- What you will do
Your answer must be the listing repeated word for word, without its pictures.

•••

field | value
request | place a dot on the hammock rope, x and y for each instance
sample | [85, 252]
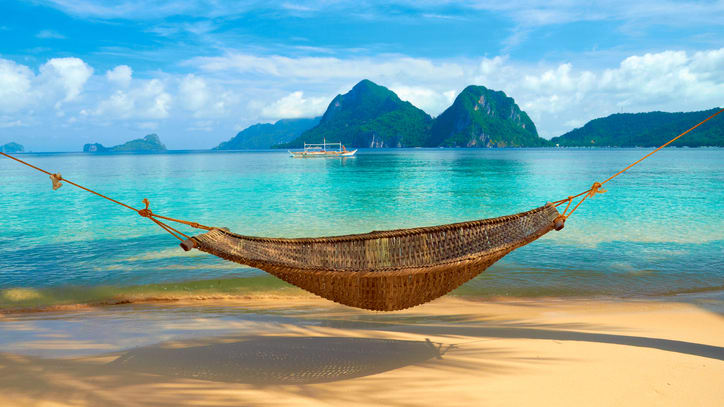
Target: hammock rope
[387, 270]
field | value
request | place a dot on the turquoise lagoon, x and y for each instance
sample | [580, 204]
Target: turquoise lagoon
[659, 230]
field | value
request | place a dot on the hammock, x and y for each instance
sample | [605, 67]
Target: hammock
[381, 271]
[384, 271]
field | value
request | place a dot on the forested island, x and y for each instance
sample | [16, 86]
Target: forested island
[147, 144]
[373, 116]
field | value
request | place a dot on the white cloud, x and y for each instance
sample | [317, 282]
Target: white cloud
[227, 91]
[65, 75]
[383, 67]
[560, 97]
[295, 105]
[49, 34]
[148, 100]
[15, 84]
[120, 75]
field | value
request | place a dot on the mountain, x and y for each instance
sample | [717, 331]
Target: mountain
[265, 135]
[369, 115]
[12, 147]
[149, 143]
[646, 130]
[480, 117]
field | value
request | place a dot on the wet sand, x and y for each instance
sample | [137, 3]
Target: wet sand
[306, 351]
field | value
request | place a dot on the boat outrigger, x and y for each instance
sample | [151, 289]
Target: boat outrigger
[320, 150]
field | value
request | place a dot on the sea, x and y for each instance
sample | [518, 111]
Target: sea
[658, 231]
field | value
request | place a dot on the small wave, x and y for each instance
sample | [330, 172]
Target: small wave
[22, 299]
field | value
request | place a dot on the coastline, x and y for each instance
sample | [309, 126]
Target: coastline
[301, 350]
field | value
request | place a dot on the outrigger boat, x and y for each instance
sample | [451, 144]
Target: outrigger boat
[320, 150]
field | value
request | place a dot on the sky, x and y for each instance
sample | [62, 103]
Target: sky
[197, 71]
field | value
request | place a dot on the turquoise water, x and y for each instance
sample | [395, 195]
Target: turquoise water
[658, 231]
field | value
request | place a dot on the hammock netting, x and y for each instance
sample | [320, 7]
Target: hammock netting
[382, 271]
[388, 270]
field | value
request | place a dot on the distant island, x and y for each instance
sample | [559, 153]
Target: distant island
[12, 147]
[480, 117]
[646, 130]
[149, 143]
[265, 135]
[373, 116]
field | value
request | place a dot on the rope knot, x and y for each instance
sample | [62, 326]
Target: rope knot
[145, 212]
[595, 189]
[56, 178]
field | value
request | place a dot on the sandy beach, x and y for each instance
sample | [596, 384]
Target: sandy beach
[299, 350]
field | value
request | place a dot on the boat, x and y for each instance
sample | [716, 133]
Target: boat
[323, 150]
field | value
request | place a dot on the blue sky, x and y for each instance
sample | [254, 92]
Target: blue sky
[196, 72]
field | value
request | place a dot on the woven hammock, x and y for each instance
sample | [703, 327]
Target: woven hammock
[388, 270]
[381, 271]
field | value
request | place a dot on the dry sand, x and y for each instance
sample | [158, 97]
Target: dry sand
[306, 351]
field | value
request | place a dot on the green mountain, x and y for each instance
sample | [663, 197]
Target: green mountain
[369, 115]
[646, 130]
[149, 143]
[480, 117]
[12, 147]
[266, 135]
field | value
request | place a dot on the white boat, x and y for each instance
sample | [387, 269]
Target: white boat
[322, 151]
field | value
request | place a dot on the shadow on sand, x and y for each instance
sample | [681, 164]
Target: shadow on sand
[280, 360]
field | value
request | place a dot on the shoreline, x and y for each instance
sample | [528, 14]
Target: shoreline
[295, 294]
[309, 351]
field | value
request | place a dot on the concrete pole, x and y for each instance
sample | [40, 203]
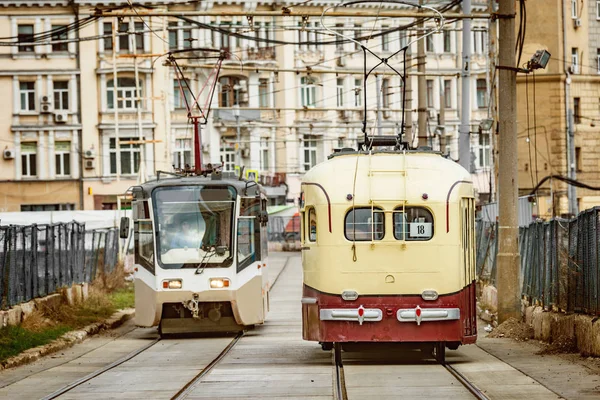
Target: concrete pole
[442, 115]
[508, 248]
[421, 87]
[464, 145]
[379, 112]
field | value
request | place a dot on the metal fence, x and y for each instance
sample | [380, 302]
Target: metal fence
[37, 260]
[559, 262]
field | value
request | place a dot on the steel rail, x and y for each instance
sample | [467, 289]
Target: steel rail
[191, 385]
[94, 374]
[340, 386]
[465, 382]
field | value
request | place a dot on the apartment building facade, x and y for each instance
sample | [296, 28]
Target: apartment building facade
[86, 118]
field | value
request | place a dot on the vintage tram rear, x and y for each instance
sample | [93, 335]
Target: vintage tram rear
[388, 250]
[200, 254]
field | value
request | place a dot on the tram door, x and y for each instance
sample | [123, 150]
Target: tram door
[468, 258]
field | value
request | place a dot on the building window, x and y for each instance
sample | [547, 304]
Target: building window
[357, 36]
[230, 91]
[339, 42]
[340, 92]
[27, 93]
[577, 110]
[385, 39]
[575, 60]
[182, 155]
[173, 43]
[59, 32]
[358, 92]
[263, 93]
[484, 150]
[62, 158]
[29, 159]
[385, 92]
[429, 93]
[107, 30]
[25, 35]
[447, 42]
[61, 95]
[310, 152]
[429, 44]
[125, 94]
[129, 156]
[364, 224]
[228, 159]
[264, 154]
[308, 91]
[481, 93]
[178, 98]
[447, 93]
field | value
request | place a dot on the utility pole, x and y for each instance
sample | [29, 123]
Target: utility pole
[379, 112]
[508, 247]
[422, 86]
[464, 145]
[442, 118]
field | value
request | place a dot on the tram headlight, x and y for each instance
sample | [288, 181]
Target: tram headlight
[429, 295]
[219, 283]
[172, 284]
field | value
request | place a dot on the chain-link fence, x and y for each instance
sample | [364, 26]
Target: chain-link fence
[284, 232]
[37, 260]
[559, 261]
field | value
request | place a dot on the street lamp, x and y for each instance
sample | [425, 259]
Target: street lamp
[236, 113]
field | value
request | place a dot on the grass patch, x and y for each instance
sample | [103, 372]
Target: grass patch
[48, 323]
[16, 339]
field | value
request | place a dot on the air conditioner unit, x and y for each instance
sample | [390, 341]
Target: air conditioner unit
[60, 118]
[89, 164]
[8, 154]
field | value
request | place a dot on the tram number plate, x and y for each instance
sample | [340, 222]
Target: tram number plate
[420, 229]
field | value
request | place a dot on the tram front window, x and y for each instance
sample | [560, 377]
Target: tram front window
[194, 226]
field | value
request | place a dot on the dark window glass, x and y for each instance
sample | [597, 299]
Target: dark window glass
[59, 32]
[415, 223]
[364, 224]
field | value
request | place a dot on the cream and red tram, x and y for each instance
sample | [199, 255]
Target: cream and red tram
[388, 250]
[200, 254]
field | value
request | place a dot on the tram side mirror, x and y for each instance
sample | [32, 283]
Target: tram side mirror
[220, 250]
[263, 217]
[124, 228]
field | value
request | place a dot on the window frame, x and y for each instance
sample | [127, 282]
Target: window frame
[63, 96]
[403, 210]
[373, 210]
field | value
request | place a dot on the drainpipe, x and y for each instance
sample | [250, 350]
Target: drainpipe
[571, 192]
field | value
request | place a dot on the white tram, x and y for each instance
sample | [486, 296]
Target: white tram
[388, 250]
[200, 254]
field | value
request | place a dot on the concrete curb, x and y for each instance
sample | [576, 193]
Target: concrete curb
[68, 339]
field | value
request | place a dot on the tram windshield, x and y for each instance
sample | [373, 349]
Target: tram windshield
[194, 227]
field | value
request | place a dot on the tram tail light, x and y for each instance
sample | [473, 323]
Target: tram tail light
[173, 284]
[219, 283]
[429, 295]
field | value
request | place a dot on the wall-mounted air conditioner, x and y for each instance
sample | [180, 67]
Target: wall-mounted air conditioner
[60, 118]
[8, 154]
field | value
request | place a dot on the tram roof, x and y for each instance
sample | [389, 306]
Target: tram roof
[252, 187]
[426, 172]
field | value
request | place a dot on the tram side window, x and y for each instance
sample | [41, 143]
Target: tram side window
[415, 223]
[312, 225]
[246, 242]
[145, 241]
[364, 224]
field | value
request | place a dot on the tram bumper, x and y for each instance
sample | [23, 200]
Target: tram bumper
[201, 310]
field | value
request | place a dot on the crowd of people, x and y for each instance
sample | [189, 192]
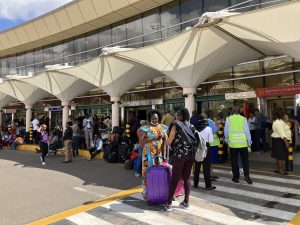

•••

- Task output
field | value
request | place a dot on the hammock rope, x and y for each instance
sample | [85, 252]
Target: hammock rope
[387, 270]
field | value
request | place a dot on the turquoise lagoon, x and y for each instance
sample | [580, 204]
Target: turquoise lagoon
[659, 230]
field | value
request | place a dot on the hammock, x and y for each instance
sample | [605, 67]
Target: hammock
[381, 271]
[384, 271]
field | value
request | place a dot on the forested island, x and y for each instance
sample | [16, 86]
Target: forested island
[147, 144]
[373, 116]
field | value
request | place a dot on the white cloud, x and y for each instance
sample | [317, 282]
Target: white cloud
[227, 91]
[65, 75]
[383, 67]
[560, 97]
[295, 105]
[49, 34]
[148, 100]
[15, 84]
[120, 75]
field | value
request | place a dot on the mountain, x and y for each instance
sample | [717, 331]
Target: mountain
[265, 135]
[369, 115]
[12, 147]
[149, 143]
[646, 130]
[480, 117]
field | value
request | place a dot on the wet sand, x and y for each instance
sample | [137, 3]
Target: wet sand
[306, 351]
field | value
request | place a dot on the boat outrigger, x and y for each instance
sample | [151, 289]
Target: boat outrigger
[320, 150]
field | value
request | place a dot on the sea, x and y for each instance
sample | [518, 111]
Target: sea
[658, 231]
field | value
request | place a dot on the small wave, x and y for each instance
sample | [330, 172]
Target: small wave
[22, 299]
field | value
request | place a dot on the coastline, x and y for each instance
sample | [309, 126]
Target: coastline
[301, 350]
field | value
request | place a dot on the outrigger boat, x and y for each instance
sample | [451, 144]
Target: outrigger boat
[320, 150]
field | value
request | place a dot on the sky, x and y for each instance
sample | [62, 103]
Target: sky
[197, 71]
field | value
request | place a dot on the turquoise water, x and y for each instance
sample | [395, 195]
Target: turquoise water
[658, 231]
field | value
request | place a dot on the hammock netting, x and y for each instance
sample | [320, 7]
Target: hammock netting
[382, 271]
[388, 270]
field | value
request | place a dot on the distant island, x and y for each instance
sample | [559, 153]
Target: distant island
[12, 147]
[480, 117]
[646, 130]
[149, 143]
[265, 135]
[373, 116]
field | value
request | place a dot on the rope knot, x and y for each instance
sample | [62, 326]
Target: rope knot
[145, 212]
[595, 189]
[56, 178]
field | value
request | place a dot on the sandy beach, x and y for each instance
sample | [596, 384]
Target: sandy beach
[299, 350]
field | value
request | place a dot on the boat, x and y for each instance
sample | [716, 133]
Target: boat
[323, 150]
field | value
request | place a dot on the blue sky, x and y for each instance
sample | [254, 92]
Target: blue sky
[196, 72]
field | value
request | place a dot on the woven hammock, x and y for each instance
sample | [703, 327]
Target: woven hammock
[388, 270]
[381, 271]
field | value
request | place a dot on the dry sand, x and y for each instance
sample | [158, 97]
Target: dry sand
[306, 351]
field | value
request | place a dot on the green mountain, x and y for each instance
sample | [663, 197]
Target: green mountain
[369, 115]
[646, 130]
[149, 143]
[480, 117]
[12, 147]
[266, 135]
field | value
request | place a dot on the white boat, x and y for each instance
sample | [387, 269]
Target: white boat
[322, 151]
field | value
request | place a dot on the shadow on sand, x and y for each instance
sample | [681, 164]
Target: shadow on sand
[280, 360]
field | value
request | place a dot on the shoreline, x and y for each instance
sample | [528, 14]
Target: shoreline
[295, 294]
[309, 351]
field | value
request | place a dot on the concrete pole, x and y for each instance
sample | [40, 203]
Target: concrete pole
[442, 115]
[508, 248]
[421, 87]
[464, 145]
[379, 112]
field | value
request | place a dot on the metal fence, x and y for each instance
sample | [380, 302]
Target: metal fence
[37, 260]
[559, 262]
field | value
request | place a dot on the steel rail, x and y for each instance
sample | [467, 289]
Target: steel rail
[191, 385]
[94, 374]
[340, 386]
[465, 382]
field | value
request | place a dot on the apartment building facade, x and y for each instance
sample | [296, 28]
Target: apartment building facade
[86, 118]
field | value
request | place a dot on the vintage tram rear, x and y for each instance
sample | [93, 335]
Target: vintage tram rear
[388, 250]
[200, 254]
field | value
request | place a dot on the tram door, x and y for each instance
sample | [123, 150]
Target: tram door
[468, 258]
field | value
request | place a dot on the building window, x and y for each instance
sample | [547, 304]
Target: building window
[357, 36]
[230, 91]
[339, 42]
[340, 92]
[27, 93]
[577, 110]
[385, 39]
[575, 60]
[182, 155]
[173, 43]
[59, 32]
[358, 92]
[263, 93]
[484, 150]
[62, 158]
[29, 159]
[385, 92]
[429, 93]
[107, 30]
[25, 35]
[447, 42]
[61, 95]
[310, 152]
[429, 44]
[125, 94]
[129, 156]
[364, 224]
[228, 159]
[264, 154]
[308, 91]
[481, 93]
[178, 98]
[447, 93]
field | value
request | place a dot on the utility pole, x and y for each instance
sample | [29, 123]
Target: utility pole
[379, 112]
[508, 247]
[422, 86]
[464, 145]
[442, 118]
field | value
request | place a dot on the tram headlight, x and y for each instance
sample | [288, 181]
Target: tram headlight
[429, 295]
[219, 283]
[172, 284]
field | value
request | place a dot on the chain-link fence, x and y for each instance
sample | [364, 26]
Target: chain-link fence
[284, 232]
[37, 260]
[559, 261]
field | value
request | place a dot on the street lamp, x and y for each instance
sample | [425, 259]
Target: street lamp
[236, 113]
field | value
request | place a dot on the grass patch, x and y for each instance
sample | [103, 372]
Target: grass patch
[48, 323]
[16, 339]
field | value
request | place a dot on the air conditioner unit, x and y for each instance
sample | [390, 341]
Target: air conditioner unit
[60, 118]
[89, 164]
[8, 154]
field | value
request | place a dot on the tram number plate, x and y for each instance
sample | [340, 222]
Target: tram number plate
[420, 229]
field | value
request | place a dot on the tram front window, x and y for each instance
sample | [560, 377]
Target: tram front window
[194, 226]
field | value
request | place a dot on the dark window glass, x and y for each instance
sample | [597, 299]
Target: dark window glass
[59, 32]
[415, 223]
[364, 224]
field | value
request | place a dot on the cream and red tram, x and y for each instance
sample | [199, 255]
Target: cream and red tram
[388, 250]
[200, 254]
field | value
request | place a dot on the tram side mirror, x and y for each instance
sample | [32, 283]
Target: tram side mirror
[220, 250]
[263, 217]
[124, 228]
field | value
request | place a dot on the window frame, x and y for each instance
sample | [127, 282]
Target: window frame
[63, 96]
[403, 210]
[373, 210]
field | value
request | place a dot on the drainpipe, x and y for each instance
sample | [250, 350]
Target: drainpipe
[571, 192]
field | value
request | place a dot on the white tram, x and y for each instance
sample | [486, 296]
Target: white tram
[388, 250]
[200, 254]
field | value
request | place a dot on the concrete curb, x and y for each instance
sample | [576, 193]
Target: concrete curb
[68, 339]
field | value
request | place a dot on the tram windshield, x and y for each instance
sample | [373, 349]
Target: tram windshield
[194, 227]
field | value
request | place a dot on the tram tail light, x and y for each instance
sample | [473, 323]
Target: tram tail light
[173, 284]
[219, 283]
[429, 295]
field | value
request | place a dot on the wall-mounted air conditioner, x and y for each instance
sample | [180, 67]
Target: wall-mounted air conditioner
[60, 118]
[8, 154]
field | value
request | place a dot on the tram roof, x and y for each instance
sample | [389, 306]
Target: tram roof
[252, 187]
[426, 172]
field | value
request | place a dot on the tram side window, x and y for each instance
sample | [41, 143]
Target: tram side window
[415, 223]
[312, 225]
[246, 242]
[145, 241]
[364, 224]
field | value
request | place a dot on the tram bumper, x and y for each instance
sample | [23, 200]
Target: tram bumper
[201, 310]
field | value
request | place a dot on the crowd of people, x and y for each instance
sample | [189, 192]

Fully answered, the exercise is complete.